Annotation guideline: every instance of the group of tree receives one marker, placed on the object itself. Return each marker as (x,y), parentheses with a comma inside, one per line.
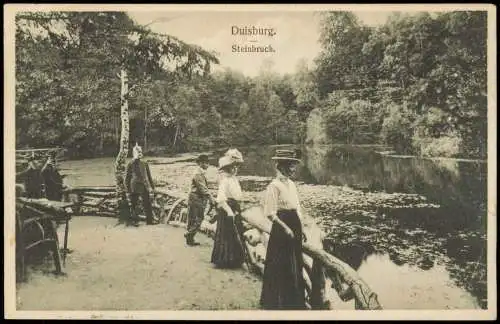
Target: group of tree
(417,82)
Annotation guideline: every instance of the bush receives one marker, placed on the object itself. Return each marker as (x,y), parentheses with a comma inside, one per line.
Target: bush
(444,146)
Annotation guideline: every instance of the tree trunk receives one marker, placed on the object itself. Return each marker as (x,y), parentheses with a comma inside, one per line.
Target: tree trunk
(145,129)
(123,208)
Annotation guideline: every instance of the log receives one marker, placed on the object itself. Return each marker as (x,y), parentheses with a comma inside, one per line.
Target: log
(364,295)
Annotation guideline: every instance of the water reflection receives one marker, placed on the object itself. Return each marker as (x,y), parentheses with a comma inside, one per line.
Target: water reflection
(437,251)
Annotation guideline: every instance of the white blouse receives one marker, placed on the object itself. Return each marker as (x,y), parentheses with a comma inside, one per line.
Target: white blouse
(229,187)
(281,193)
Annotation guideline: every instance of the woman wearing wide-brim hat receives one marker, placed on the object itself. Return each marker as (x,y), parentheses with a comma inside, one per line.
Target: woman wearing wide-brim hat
(228,251)
(283,285)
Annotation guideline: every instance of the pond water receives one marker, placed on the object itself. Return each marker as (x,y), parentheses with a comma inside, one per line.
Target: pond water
(439,252)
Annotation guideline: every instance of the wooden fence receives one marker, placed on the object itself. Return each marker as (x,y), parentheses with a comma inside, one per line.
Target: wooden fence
(320,267)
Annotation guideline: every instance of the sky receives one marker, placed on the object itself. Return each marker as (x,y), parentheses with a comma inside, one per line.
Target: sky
(296,36)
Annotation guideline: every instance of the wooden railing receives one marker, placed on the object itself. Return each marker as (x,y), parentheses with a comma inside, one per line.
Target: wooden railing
(320,267)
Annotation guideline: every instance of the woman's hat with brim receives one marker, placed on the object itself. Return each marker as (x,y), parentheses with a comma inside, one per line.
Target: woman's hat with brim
(287,155)
(225,162)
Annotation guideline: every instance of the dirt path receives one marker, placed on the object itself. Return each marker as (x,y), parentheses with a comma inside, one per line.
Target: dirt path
(145,268)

**Given request:** Please transcribe, with no changes, the lines from the one containing "Annotation guideline: every instance of the dirt" through the final line of the rows, including both of those lines and nothing else.

**Solution to the exercise:**
Annotation guideline: every instance of the dirt path receives one marker, placed on the object itself. Return each marker as (x,y), parentheses with a comma inside, one per line.
Target: dirt path
(145,268)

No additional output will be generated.